The records:
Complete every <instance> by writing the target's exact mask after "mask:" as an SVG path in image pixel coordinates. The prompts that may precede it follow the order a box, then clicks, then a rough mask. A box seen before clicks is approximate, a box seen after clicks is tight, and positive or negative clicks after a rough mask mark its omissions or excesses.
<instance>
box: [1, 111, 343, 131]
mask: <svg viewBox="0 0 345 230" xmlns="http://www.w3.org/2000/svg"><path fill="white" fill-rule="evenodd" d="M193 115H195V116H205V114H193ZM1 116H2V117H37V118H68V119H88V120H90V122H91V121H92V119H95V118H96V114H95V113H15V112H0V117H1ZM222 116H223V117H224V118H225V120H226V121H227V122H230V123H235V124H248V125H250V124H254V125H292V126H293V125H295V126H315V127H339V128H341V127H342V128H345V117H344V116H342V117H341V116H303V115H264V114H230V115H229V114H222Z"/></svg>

...

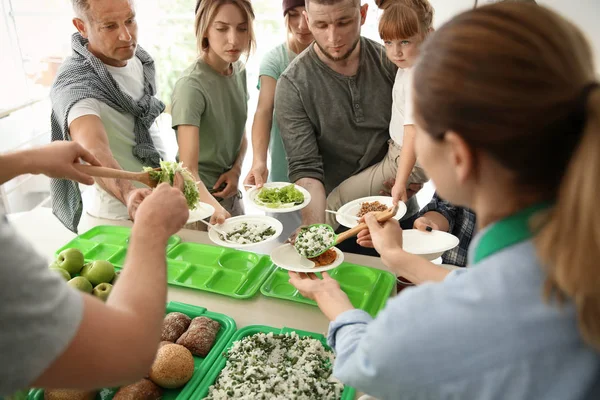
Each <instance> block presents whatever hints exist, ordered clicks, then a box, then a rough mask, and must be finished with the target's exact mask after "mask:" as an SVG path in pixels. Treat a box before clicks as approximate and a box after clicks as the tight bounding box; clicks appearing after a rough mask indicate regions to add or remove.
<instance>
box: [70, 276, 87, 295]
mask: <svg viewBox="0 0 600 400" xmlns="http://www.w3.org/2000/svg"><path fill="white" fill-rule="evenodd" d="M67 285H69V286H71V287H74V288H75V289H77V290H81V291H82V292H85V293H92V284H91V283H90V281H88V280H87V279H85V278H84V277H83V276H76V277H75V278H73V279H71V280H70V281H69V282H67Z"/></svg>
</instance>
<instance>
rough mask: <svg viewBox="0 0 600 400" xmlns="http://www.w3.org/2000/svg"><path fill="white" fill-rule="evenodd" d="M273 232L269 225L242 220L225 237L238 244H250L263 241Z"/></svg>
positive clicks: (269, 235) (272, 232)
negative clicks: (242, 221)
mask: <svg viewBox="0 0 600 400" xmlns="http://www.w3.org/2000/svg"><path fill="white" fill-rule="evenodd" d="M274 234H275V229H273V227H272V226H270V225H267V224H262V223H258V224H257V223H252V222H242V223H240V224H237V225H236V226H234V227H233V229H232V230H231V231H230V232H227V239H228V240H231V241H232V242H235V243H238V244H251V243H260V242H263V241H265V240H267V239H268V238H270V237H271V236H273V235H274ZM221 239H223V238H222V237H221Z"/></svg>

Required action: Look back at the entries above. Retype the line with "box: [70, 276, 87, 295]", the line with "positive clicks: (269, 235) (272, 232)", and all lines in between.

Your response:
box: [70, 276, 87, 295]
mask: <svg viewBox="0 0 600 400" xmlns="http://www.w3.org/2000/svg"><path fill="white" fill-rule="evenodd" d="M67 285H69V286H71V287H74V288H75V289H77V290H81V291H82V292H85V293H92V284H91V283H90V281H88V280H87V279H85V278H84V277H83V276H76V277H75V278H73V279H71V280H70V281H69V282H67Z"/></svg>
</instance>
<instance>
rough mask: <svg viewBox="0 0 600 400" xmlns="http://www.w3.org/2000/svg"><path fill="white" fill-rule="evenodd" d="M273 232L269 225L242 220L225 237L238 244H250L263 241Z"/></svg>
positive clicks: (269, 235) (272, 232)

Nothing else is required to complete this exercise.